Each line with the word "below" must appear in the answer, copied from the records.

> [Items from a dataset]
□ □ □ □ □ □ □
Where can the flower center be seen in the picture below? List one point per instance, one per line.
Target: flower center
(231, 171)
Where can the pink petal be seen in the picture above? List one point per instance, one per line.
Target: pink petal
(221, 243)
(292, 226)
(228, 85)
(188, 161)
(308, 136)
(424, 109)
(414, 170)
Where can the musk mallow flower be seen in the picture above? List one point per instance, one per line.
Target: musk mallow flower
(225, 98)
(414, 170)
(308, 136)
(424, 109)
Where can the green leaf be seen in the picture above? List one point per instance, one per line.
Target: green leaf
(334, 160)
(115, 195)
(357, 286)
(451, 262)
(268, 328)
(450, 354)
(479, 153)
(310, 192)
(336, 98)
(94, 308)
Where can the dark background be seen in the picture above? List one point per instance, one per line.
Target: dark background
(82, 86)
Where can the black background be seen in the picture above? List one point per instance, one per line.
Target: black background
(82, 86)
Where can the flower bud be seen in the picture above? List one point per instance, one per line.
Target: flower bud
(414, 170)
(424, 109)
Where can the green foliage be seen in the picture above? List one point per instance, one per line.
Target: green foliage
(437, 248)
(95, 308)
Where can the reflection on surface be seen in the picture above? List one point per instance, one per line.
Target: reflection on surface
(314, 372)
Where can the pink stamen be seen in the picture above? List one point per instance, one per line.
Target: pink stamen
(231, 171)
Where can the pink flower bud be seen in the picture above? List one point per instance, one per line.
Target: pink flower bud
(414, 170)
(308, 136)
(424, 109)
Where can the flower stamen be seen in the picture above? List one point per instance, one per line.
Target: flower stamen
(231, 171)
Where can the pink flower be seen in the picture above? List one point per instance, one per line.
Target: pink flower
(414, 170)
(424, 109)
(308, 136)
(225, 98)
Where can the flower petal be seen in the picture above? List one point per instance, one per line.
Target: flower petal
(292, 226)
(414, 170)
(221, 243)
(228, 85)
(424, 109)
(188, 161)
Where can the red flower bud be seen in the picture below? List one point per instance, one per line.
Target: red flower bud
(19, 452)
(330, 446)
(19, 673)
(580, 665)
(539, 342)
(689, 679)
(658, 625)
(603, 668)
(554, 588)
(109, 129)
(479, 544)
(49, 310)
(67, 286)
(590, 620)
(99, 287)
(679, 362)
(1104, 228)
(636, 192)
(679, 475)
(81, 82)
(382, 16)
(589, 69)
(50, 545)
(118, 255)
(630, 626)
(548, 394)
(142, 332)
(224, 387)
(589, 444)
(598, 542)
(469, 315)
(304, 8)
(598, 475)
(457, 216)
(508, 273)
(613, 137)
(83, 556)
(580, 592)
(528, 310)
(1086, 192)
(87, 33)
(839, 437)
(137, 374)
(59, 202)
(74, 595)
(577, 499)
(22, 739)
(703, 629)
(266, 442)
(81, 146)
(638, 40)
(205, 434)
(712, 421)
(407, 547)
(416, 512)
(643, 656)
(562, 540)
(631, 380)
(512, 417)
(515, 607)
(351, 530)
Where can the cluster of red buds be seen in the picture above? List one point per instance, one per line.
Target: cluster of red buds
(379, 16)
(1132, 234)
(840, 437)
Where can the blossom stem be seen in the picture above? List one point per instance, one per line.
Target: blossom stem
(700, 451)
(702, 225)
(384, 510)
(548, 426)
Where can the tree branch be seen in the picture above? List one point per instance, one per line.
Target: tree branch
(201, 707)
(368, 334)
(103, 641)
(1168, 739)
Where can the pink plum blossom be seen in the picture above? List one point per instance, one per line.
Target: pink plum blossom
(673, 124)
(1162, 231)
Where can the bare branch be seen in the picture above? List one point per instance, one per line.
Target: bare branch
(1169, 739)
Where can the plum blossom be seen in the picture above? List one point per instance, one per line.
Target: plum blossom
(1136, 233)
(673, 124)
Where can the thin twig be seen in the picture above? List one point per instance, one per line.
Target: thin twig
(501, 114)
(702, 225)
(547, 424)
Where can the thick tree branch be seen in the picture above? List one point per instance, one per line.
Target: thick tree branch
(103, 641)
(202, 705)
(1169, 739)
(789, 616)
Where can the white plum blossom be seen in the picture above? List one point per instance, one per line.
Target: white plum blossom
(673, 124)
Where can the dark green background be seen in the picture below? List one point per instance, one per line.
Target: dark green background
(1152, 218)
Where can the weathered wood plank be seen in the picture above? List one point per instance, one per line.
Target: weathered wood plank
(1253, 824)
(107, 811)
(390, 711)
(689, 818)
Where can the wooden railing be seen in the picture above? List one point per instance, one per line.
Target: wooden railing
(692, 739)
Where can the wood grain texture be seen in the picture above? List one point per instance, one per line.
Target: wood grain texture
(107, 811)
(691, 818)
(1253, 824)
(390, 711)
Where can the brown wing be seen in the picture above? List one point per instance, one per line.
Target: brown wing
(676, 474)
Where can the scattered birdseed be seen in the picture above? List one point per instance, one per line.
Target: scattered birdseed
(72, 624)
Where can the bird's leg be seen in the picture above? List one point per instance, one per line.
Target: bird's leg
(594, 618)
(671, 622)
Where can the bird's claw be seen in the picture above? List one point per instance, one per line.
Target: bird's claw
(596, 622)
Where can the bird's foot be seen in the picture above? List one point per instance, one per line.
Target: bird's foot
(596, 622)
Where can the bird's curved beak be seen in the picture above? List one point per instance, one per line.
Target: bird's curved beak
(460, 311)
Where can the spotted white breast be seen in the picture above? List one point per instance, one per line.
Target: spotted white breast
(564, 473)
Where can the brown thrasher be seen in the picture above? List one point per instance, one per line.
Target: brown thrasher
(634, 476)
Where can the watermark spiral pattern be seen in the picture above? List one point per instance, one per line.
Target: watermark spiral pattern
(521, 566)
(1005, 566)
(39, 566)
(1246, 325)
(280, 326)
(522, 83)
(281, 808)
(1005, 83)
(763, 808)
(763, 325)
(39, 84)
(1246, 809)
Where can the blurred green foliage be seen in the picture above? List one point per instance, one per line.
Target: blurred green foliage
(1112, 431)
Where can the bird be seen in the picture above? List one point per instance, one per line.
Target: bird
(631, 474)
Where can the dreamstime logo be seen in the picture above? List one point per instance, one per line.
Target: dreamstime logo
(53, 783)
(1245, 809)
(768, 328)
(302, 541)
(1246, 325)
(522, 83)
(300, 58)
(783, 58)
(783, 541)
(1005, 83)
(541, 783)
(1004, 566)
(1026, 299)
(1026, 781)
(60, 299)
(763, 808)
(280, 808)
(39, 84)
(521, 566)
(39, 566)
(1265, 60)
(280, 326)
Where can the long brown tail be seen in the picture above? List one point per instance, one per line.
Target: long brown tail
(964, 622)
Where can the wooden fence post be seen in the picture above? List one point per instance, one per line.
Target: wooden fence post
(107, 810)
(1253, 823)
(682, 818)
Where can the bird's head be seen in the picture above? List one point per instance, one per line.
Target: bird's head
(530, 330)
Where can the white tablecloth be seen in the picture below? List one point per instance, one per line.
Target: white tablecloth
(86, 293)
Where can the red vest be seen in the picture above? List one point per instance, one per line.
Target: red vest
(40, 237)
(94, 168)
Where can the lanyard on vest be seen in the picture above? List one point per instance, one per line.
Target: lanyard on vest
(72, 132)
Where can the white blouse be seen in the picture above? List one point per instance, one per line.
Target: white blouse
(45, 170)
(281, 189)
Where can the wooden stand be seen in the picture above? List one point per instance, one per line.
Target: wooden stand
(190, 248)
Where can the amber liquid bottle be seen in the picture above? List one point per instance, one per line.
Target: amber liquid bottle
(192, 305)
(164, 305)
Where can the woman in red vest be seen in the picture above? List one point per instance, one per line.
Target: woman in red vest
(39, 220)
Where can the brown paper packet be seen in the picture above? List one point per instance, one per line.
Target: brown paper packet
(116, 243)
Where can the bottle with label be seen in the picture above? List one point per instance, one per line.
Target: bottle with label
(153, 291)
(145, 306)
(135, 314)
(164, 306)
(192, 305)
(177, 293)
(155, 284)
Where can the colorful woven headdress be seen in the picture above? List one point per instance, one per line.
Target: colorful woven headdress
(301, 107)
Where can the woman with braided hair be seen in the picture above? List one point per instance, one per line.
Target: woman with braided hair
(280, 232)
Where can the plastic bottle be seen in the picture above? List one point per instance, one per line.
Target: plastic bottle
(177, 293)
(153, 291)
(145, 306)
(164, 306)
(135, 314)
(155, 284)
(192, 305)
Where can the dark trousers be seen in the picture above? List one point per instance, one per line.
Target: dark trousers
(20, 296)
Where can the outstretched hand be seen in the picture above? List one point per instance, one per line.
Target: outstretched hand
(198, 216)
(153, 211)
□ □ □ □ □ □ □
> [RESPONSE TO THIS TASK]
Where can the flower center be seen in the picture below? List one point per instance, one per line.
Where can the red flower bud be seen in the picture below? List one point per instance, one per line.
Where can the dark green background be seen in the picture below? List one point per instance, one per line.
Where can the white tablecloth be seen in the picture below? List one point per instance, one per line.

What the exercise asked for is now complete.